Excerpt to read.
# # #

Identification of Brassica seeds

Scientist:
Jim Effenberger

Using ImageJ software develop photo analysis measuring criteria for the identification of Brassica seeds. The seeds in general of Brassica are broadly oblong, spherical, slightly flattened laterally, or triangular in outline. In many of the species the uneven length of the underlying palisade cells produces on the surface a network of lines or ridges of irregular pattern called reticulation. The relative size of the interspaces created by the reticulation pattern is often characteristic of the species. The type of reticulation and the relative size of interspaces may be considered the most important features in making the identification. Until now because of the minute size of these structures it has not been practical to designate measurements that could be considered characteristic of a species.

Musk thistle
(Carduus nutans)

Scientist:
Don Joley

Current projects

• Impact of Rhinocyllus conicus on musk thistle at Mt. Shasta, California.

Yellow starthistle
(Centaurea solstitialis)

Scientist:
Don Joley

Current projects

• Impact of Eustenopus villosus on yellow starthistle seed production.
• Impact of Urophora sirunaseva on yellow starthistle seed production.
• Long-term changes in plant cover of field plots infested with yellow starthistle.
• Long-term impact of a guild of seedhead insects on yellow starthistle seed production and plant density.

Seed moisture determination

Scientist:
Dr. Riad Baalbaki

Seed moisture content is an important aspect of seed quality.  Determining a seed lot’s moisture content is essential for avoiding imbibitional injury and standardizing vigor tests. Seed moisture content is also a critical variable in many seed physiology and seedling development investigations. In transactions involving trade and movement of seeds within and across borders, one requirement is to accurately state a lot’s moisture content. The California State Seed Laboratory has contributed to developing moisture testing protocols for more than 70 species, as part of seed testing rules. This ongoing project aims at developing quick and standard moisture determination methods for many more species.

# # #

Data to examine.
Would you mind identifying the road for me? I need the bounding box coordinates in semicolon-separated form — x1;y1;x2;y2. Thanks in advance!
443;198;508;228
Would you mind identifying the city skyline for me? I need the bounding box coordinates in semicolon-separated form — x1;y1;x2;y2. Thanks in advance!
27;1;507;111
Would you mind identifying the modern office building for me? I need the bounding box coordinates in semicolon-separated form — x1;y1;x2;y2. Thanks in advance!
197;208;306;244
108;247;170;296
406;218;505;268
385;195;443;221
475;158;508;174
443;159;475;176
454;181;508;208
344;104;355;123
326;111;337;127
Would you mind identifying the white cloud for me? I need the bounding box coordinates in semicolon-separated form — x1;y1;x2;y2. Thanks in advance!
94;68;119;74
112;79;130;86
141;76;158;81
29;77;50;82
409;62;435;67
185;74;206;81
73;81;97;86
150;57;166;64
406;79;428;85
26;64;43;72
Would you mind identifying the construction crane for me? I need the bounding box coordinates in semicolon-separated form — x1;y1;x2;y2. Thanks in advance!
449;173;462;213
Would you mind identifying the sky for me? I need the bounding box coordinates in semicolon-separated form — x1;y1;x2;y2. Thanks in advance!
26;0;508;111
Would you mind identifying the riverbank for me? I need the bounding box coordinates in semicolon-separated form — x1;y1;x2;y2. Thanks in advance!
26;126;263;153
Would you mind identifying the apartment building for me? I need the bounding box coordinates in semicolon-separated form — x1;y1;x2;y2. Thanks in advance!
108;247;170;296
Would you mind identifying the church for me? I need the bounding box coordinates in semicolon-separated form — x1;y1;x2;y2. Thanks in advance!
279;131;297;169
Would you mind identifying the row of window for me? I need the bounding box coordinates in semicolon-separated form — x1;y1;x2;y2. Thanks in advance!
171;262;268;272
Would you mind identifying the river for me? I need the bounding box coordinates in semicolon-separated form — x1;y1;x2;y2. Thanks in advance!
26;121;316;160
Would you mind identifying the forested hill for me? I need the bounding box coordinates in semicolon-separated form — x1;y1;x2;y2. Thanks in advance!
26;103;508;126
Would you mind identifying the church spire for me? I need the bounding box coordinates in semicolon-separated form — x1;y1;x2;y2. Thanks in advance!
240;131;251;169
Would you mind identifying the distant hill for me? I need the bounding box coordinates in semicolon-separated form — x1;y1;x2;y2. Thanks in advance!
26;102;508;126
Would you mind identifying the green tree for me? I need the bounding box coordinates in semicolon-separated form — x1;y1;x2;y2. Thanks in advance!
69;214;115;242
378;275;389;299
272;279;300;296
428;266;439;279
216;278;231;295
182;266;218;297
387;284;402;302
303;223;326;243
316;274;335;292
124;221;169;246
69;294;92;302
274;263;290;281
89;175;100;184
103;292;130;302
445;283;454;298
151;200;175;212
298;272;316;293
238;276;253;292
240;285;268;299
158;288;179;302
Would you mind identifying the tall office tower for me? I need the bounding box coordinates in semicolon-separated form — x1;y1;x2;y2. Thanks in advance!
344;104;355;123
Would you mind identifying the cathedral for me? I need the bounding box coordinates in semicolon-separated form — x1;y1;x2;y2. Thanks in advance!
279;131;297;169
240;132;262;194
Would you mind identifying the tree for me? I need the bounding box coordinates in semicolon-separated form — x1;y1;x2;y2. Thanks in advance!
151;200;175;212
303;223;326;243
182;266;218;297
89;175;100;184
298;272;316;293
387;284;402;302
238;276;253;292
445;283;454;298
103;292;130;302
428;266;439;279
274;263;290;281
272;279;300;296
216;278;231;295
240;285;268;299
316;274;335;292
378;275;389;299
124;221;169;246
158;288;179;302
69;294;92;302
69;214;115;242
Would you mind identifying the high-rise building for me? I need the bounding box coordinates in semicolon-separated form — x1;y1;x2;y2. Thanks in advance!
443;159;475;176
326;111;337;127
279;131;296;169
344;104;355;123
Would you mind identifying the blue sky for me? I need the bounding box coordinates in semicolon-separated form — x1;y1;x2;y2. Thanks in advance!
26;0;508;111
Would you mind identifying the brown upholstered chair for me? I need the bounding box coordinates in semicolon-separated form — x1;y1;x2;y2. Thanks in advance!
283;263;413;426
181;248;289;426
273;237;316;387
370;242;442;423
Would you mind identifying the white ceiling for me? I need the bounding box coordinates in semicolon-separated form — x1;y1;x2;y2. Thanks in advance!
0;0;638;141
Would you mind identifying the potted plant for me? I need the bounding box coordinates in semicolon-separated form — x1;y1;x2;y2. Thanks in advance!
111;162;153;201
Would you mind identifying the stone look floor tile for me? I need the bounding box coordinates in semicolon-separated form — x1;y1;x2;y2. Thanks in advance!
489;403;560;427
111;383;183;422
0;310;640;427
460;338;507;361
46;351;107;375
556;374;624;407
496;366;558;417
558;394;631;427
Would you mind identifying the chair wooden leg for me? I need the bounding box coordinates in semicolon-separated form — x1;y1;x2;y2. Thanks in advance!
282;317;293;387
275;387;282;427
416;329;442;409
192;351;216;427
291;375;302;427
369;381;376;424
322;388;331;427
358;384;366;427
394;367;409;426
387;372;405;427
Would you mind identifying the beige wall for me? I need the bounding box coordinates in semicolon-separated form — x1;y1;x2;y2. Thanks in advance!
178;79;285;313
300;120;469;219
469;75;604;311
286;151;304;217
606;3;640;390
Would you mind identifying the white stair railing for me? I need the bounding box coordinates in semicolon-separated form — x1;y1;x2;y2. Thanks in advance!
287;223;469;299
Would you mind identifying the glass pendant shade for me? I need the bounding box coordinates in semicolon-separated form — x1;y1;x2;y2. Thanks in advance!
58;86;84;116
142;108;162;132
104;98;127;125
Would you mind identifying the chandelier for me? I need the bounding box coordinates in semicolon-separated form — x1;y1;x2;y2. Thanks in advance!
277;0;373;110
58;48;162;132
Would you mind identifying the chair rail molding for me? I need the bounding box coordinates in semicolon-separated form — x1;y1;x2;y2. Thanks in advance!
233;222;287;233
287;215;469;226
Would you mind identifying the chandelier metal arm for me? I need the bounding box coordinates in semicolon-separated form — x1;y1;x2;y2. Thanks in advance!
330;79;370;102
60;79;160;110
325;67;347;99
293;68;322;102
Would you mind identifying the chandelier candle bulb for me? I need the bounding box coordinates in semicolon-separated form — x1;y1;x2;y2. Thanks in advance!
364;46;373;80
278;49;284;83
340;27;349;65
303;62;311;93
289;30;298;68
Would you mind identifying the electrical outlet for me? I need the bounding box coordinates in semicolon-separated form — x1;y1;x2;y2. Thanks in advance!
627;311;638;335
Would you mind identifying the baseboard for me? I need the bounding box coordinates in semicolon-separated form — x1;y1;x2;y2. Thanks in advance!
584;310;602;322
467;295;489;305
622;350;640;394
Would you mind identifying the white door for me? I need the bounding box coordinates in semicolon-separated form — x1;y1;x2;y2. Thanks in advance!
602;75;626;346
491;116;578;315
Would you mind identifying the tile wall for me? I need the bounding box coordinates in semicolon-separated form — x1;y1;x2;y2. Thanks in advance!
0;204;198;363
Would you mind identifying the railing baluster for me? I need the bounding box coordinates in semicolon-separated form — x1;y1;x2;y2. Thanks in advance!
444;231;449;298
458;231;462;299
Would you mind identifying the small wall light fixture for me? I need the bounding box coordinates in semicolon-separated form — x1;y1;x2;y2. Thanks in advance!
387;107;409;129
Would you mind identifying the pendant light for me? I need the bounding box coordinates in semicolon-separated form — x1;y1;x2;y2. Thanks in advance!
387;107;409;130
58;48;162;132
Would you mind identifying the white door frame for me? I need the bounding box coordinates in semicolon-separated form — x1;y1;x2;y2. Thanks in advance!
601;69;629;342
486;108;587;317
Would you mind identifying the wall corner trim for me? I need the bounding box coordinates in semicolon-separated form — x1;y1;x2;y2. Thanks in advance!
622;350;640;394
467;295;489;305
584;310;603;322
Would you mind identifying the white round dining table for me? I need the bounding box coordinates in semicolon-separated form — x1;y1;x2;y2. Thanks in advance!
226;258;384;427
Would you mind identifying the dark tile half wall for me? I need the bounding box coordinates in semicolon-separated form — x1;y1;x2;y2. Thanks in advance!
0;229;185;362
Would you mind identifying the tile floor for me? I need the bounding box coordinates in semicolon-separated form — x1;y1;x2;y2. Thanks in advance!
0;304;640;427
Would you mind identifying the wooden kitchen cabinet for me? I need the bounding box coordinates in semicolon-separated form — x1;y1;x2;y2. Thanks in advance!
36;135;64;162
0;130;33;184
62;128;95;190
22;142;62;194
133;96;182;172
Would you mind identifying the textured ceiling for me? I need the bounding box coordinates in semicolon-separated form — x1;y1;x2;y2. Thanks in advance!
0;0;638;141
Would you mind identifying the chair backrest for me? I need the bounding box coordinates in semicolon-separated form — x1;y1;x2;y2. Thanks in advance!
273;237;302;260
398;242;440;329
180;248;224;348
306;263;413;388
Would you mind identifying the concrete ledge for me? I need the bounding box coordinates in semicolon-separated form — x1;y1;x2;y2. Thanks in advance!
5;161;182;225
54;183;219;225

# # #

Directions. On the seed research page, for how many species has the California State Seed Laboratory helped develop moisture testing protocols? Work from the seed research page alone.

Solution for this exercise. More than 70 species.